Materials provided Block Start

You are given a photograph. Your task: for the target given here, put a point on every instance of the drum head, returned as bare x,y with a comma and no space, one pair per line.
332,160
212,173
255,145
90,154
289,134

Materials provided Block End

_Required action_.
Word for word, repeat every entry listed above.

_Task result_.
You are given a photograph. Your task: for the target given here, put a point on every instance of the drum head, returned as bare x,y with a comma and no space, one pair per line.
332,160
212,173
255,145
90,154
289,134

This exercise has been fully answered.